● **Excerpted passage**
I owe my son £8.53 pence. I know this because he has it written down on a tally sheet – entries marked in red biro for every time I have helped myself to his pocket money stash – and he waves it, indignantly, in front of my face every day.
No matter that I've already spent thousands of pounds on him (the average cost of raising a child to the age of 21 has just crashed through the £200,000 barrier for the first time). Such details are piffle to a seven-year-old boy seeking repayment on his loan.
I will pay him back. Of course I will. But his rising sense of indignation over the whole matter is so alarming I'm starting to fear he'll demand a pound of flesh if I don't cough up soon. Problem is, I never have any money handy. And, even though he keeps changing the hiding place, I know he has this stash hidden somewhere upstairs. He hasn't outwitted me yet. Last time I found it wrapped in layers of foil, then Clingfilm, stuffed in a sock and sitting in the cockpit of his Animal Hospital rescue plane.
Results of a recent survey have shown that the amount of pocket money children receive has fallen to a seven-year low. The average child now gets £5.89 a week – the lowest level since 2003 – according to high street bank Halifax.
So it's hardly surprising Monty guards his money with his life. But the whole issue of pocket money is a tricky one and something I'm not entirely convinced we've got right yet. In our household at least.
When the children were old enough to start asking for things in a shop (about five minutes after popping out of the womb) I started to give them a small amount of money each week to spend. This, I reckoned, gave them a sense of responsibility and independence that I felt was an important part of growing up. Problem was, conversations like the following would ensue every Saturday morning in the toy shop.
Child, clutching £1 coin, reaches for an Optimus Prime Transformer figure. 'Mum, can I buy this?'
'Not this week darling. You'd have to save for the next 90 weeks to afford that. But look, why don't you buy this bottle of bubbles instead?'
What would inevitably happen is that the pocket money would then be spent on sweets – an instantaneous, affordable reward. Saving for a toy they wanted, from the amount they were given, was too much of a challenge for a child of five to contemplate.

● **Activity 1**
List every layer or container that held the son's stash the last time it was found, according to the pocket money article.
● **Activity 2**
Carry the pocket money article forward from its last sentence, in the same voice.
The entries that come next have nothing to do with the pocket money article.

● **Stored data**
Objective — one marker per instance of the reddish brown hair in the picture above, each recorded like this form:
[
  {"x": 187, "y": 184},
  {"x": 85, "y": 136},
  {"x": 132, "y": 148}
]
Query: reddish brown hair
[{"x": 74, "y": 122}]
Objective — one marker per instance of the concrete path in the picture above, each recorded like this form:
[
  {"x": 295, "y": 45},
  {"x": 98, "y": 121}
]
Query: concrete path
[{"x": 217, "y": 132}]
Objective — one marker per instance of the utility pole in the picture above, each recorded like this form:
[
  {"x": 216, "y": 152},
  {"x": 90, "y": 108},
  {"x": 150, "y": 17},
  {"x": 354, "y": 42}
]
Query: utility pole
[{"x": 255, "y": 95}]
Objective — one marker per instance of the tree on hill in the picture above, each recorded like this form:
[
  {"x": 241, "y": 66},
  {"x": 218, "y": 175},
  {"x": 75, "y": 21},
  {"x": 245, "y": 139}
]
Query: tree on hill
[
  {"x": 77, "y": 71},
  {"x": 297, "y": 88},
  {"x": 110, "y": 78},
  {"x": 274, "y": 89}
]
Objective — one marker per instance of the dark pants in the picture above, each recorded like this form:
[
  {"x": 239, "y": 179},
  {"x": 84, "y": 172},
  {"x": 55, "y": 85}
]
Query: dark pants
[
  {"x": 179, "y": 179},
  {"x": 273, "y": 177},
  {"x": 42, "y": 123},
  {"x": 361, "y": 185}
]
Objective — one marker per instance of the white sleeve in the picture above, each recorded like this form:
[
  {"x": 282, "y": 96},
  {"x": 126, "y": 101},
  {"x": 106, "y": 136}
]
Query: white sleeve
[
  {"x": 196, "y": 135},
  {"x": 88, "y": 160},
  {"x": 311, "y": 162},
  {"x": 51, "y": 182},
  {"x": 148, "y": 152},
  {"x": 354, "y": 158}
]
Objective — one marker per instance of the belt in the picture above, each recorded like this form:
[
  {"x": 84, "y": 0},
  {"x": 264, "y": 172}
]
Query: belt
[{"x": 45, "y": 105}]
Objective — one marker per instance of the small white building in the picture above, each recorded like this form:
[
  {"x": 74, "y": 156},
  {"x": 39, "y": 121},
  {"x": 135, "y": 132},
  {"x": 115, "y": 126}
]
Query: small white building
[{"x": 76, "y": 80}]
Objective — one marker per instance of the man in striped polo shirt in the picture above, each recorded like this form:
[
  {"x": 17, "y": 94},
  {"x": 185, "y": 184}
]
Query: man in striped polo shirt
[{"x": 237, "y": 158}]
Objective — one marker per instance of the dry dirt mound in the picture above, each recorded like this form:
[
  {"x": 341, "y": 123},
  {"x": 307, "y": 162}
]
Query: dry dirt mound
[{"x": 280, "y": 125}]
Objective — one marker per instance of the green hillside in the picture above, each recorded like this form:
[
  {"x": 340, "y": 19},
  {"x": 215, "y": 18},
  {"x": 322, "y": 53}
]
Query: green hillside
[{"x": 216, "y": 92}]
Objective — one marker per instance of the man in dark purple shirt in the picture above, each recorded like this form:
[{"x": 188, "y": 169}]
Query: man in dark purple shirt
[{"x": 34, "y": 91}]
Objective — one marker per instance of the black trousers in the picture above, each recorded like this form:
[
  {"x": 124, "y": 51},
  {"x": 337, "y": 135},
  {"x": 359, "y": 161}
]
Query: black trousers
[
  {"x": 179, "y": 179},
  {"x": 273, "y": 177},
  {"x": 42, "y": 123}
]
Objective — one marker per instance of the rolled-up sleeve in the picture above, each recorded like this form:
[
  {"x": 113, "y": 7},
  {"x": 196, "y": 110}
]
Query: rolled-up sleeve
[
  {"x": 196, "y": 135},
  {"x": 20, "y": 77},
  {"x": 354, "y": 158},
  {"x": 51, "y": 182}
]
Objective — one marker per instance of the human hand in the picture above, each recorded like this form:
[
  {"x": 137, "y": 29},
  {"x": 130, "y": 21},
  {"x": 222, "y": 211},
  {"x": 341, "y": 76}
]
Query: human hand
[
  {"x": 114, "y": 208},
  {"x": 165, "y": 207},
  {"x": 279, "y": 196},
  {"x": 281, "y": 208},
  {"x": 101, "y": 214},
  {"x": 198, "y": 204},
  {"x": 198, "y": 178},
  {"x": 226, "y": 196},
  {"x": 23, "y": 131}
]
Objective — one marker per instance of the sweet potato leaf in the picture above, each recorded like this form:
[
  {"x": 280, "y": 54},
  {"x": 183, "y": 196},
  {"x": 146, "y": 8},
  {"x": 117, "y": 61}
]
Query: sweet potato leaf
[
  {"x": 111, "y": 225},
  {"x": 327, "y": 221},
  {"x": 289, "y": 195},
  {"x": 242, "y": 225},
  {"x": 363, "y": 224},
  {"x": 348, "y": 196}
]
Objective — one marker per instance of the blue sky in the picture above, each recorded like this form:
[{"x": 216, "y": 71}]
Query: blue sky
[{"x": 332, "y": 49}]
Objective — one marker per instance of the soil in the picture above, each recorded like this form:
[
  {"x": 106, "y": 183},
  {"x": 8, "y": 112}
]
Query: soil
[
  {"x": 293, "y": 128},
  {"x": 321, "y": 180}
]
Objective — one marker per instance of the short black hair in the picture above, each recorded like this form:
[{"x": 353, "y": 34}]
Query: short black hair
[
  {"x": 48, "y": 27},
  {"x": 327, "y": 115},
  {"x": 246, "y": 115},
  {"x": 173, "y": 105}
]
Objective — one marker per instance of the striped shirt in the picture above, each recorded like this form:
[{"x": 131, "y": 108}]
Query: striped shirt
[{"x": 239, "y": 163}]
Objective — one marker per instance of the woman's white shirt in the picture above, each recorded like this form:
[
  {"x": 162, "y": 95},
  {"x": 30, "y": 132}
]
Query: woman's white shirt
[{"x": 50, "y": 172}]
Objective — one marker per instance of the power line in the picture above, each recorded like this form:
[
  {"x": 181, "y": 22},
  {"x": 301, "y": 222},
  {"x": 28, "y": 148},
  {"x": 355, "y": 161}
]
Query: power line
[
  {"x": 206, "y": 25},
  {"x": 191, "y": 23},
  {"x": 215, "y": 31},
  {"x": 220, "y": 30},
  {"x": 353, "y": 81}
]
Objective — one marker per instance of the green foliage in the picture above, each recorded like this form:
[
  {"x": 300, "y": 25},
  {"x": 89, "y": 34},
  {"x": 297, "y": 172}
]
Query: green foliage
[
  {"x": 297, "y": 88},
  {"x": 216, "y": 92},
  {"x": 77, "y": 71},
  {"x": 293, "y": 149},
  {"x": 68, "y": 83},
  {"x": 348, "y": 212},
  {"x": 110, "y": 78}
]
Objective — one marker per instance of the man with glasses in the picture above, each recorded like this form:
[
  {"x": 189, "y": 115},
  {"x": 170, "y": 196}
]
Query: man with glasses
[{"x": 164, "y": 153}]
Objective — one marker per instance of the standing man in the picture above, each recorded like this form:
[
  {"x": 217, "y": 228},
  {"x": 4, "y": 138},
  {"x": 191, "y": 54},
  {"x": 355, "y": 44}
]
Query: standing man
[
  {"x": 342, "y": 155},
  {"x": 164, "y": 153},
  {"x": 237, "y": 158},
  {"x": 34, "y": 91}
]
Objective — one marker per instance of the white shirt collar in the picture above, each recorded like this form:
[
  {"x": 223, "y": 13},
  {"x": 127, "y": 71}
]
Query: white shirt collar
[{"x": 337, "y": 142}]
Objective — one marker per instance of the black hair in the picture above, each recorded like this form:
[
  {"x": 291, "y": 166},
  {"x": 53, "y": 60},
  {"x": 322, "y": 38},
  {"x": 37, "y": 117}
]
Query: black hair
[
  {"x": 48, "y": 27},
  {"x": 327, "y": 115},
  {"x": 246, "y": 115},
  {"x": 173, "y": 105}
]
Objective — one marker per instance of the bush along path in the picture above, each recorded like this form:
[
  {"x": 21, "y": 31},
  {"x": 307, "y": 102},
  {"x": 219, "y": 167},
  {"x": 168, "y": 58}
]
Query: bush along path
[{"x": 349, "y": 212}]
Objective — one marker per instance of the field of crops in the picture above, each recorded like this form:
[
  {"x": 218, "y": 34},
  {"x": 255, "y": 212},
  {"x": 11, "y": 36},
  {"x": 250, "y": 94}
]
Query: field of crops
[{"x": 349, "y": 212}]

● **Expected answer 1**
- Layers of foil
- Clingfilm
- A sock
- The cockpit of his Animal Hospital rescue plane

● **Expected answer 2**
So we upped the ante and suggested more pocket money could be in the offing if they Did Jobs. This worked. For a while. Forgetting the constant, and slightly uncomfortable thought that they should be contributing to the household and doing jobs anyway (Who pays Mummy for emptying the dishwasher?), this became an impossible feat to manage. And once you're handing out £3 a week there's no going back.
Of course, grandparents give birthday money – a rare injection of proper 'paper' cash into the piggy – and I've noticed it's getting heavier from other sources too. (Back of the sofa coins that have fallen from pockets, and loose change I leave lying around in the car).
And now that they're older I give them a month's allowance – four weeks pocket money all in one go. This serves the purpose of looking like a satisfying amount they can actually do something with. And if it's spent all at once then they have to learn to wait three weeks until the next handover.
The fact I'm practically walking around in rags (and can never afford to buy myself anything) to afford to keep my children in the pocket money they've become accustomed to doesn't really register on their radar. Monty is still stalking me like a bailiff with a clipboard and threatens to start flogging my jewellery at the car boot if I don't pay him back soon.
Problem is, we've just run out of milk and my purse is empty.
Now I wonder where he's hidden his dosh this time?